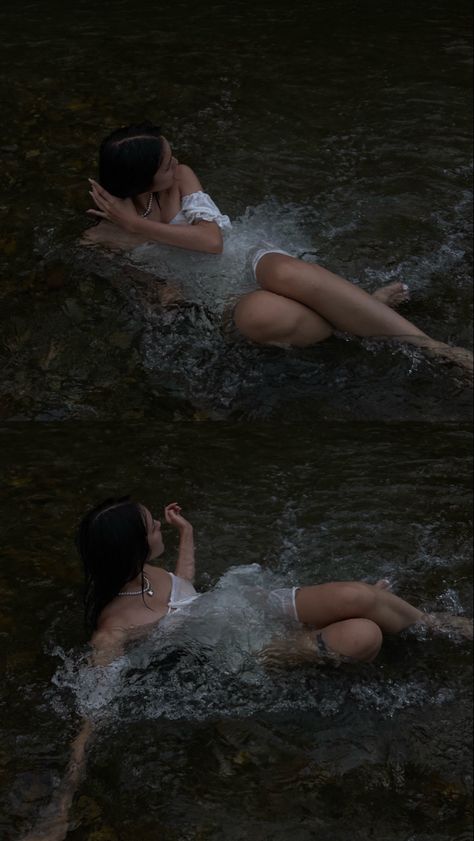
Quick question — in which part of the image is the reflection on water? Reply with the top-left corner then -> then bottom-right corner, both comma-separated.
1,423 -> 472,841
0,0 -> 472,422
###
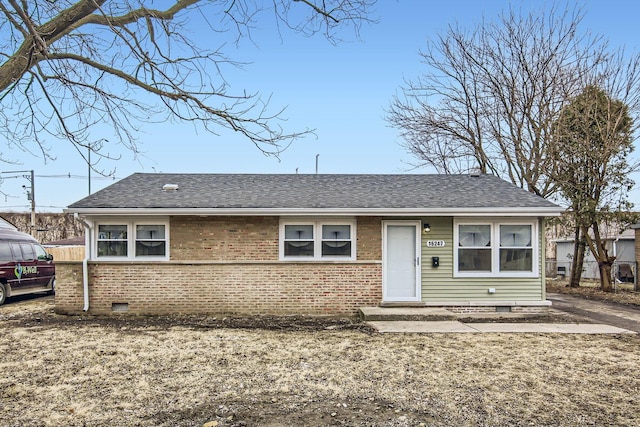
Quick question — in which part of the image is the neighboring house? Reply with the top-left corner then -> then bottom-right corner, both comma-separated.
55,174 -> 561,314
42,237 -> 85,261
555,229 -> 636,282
###
§ What this task involves: Copy out the material word for word, everything from the line containing "is the reflection" down to the line containing "0,0 -> 472,422", both of those lines included.

§ Response to this exercise:
Quick question — in which part of the image is the reflection on water? Reply with the top-left corner then -> then bottom-right corner, both comma-separated.
1,423 -> 472,841
0,0 -> 472,422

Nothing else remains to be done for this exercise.